Stored data entries
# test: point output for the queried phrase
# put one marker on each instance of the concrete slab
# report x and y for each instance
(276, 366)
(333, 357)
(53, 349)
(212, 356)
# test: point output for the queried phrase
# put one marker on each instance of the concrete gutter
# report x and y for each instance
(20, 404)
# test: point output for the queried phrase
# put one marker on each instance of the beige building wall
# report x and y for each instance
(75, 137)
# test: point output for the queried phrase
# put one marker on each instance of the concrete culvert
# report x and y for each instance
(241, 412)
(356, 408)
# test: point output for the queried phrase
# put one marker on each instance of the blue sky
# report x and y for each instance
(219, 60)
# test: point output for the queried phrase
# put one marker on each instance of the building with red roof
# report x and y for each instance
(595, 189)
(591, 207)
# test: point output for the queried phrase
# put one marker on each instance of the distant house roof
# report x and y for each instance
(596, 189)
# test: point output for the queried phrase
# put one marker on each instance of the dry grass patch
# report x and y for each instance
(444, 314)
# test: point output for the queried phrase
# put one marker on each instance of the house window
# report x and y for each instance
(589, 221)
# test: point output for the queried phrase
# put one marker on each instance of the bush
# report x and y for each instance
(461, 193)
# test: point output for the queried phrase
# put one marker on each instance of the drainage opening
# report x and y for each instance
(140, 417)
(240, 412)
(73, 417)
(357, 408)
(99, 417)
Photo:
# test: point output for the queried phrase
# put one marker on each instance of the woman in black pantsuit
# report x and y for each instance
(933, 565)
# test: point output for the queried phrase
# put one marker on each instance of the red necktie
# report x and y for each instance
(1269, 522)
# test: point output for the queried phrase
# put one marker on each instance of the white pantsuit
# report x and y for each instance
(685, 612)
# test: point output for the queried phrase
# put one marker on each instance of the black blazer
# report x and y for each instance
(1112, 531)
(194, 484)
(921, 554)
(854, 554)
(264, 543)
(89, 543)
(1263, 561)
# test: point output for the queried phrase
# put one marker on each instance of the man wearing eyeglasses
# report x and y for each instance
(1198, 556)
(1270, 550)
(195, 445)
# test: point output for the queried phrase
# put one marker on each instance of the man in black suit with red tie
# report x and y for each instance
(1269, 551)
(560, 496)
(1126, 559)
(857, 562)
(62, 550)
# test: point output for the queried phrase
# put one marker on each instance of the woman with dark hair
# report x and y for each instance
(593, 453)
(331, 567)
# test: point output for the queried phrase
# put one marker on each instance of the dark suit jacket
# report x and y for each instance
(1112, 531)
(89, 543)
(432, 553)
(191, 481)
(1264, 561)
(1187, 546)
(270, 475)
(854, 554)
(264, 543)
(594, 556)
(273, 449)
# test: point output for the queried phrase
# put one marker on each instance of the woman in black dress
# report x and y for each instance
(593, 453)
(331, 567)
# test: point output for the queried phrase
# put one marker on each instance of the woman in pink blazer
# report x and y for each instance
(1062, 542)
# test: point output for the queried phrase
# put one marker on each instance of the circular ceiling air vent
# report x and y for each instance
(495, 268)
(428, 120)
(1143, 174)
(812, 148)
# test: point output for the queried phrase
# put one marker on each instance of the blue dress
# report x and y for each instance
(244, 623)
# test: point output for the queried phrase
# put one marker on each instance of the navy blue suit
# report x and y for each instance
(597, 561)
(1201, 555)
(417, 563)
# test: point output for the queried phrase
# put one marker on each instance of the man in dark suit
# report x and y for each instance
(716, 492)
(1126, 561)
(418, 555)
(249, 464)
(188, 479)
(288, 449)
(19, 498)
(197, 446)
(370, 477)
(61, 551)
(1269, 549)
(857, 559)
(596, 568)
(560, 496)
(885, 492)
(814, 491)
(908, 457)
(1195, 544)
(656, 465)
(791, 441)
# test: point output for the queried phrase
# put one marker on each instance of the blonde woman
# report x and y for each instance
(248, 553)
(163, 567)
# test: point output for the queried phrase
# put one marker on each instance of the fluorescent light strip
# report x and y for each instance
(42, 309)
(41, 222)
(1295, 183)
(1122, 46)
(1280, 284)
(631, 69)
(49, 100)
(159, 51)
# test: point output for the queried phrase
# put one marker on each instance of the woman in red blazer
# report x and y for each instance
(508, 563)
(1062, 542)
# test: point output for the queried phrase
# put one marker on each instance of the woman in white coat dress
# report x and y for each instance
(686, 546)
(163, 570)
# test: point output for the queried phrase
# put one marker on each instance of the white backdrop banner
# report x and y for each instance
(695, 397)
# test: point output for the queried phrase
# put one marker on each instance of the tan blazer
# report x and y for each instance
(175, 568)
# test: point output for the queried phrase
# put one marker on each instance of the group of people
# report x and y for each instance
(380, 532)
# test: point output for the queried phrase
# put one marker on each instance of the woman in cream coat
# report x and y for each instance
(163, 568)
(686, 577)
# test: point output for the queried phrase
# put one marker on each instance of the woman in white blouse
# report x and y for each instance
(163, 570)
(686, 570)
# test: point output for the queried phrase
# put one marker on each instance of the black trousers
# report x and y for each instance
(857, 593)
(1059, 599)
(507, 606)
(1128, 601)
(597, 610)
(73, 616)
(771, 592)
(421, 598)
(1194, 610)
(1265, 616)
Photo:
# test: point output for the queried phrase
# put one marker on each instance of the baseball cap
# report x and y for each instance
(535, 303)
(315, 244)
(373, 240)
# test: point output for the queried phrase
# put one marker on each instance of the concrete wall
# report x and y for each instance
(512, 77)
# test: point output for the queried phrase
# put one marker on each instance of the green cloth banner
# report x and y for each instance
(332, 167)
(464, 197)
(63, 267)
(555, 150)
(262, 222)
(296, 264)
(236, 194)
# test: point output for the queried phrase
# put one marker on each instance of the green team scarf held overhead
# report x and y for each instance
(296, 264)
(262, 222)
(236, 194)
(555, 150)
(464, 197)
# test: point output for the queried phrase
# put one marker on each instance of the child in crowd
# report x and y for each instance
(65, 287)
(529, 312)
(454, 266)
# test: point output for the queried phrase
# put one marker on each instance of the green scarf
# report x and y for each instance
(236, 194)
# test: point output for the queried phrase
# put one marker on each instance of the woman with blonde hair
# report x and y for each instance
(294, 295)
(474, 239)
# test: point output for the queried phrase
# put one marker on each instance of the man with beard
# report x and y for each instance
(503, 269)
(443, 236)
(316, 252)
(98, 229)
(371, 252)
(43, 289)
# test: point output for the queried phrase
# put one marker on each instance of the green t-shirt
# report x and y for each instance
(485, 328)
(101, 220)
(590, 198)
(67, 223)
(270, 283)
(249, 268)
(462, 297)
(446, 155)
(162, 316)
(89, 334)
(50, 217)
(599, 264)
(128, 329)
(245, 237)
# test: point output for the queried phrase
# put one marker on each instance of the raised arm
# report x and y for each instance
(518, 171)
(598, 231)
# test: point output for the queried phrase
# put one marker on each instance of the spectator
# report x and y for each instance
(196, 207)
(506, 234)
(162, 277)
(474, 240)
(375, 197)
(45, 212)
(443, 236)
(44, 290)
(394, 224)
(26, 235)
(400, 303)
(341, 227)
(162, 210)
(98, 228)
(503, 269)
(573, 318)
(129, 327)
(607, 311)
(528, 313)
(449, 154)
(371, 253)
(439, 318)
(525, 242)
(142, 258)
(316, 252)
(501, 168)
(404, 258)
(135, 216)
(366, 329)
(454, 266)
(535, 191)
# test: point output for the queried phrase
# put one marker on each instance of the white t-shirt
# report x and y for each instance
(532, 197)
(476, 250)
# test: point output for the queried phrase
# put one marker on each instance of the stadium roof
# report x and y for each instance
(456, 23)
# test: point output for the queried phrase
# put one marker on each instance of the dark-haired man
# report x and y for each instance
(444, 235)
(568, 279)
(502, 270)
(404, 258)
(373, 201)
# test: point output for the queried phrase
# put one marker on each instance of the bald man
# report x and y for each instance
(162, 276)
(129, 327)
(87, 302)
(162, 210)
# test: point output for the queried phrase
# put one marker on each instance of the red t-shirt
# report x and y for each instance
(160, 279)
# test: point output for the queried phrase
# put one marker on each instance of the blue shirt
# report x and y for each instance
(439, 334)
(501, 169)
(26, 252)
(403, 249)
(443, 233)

→ **WORK INSTRUCTIONS**: Count the lines above that contain the string "wall", and reply with only that number.

→ **PROBLEM SOLUTION**: 2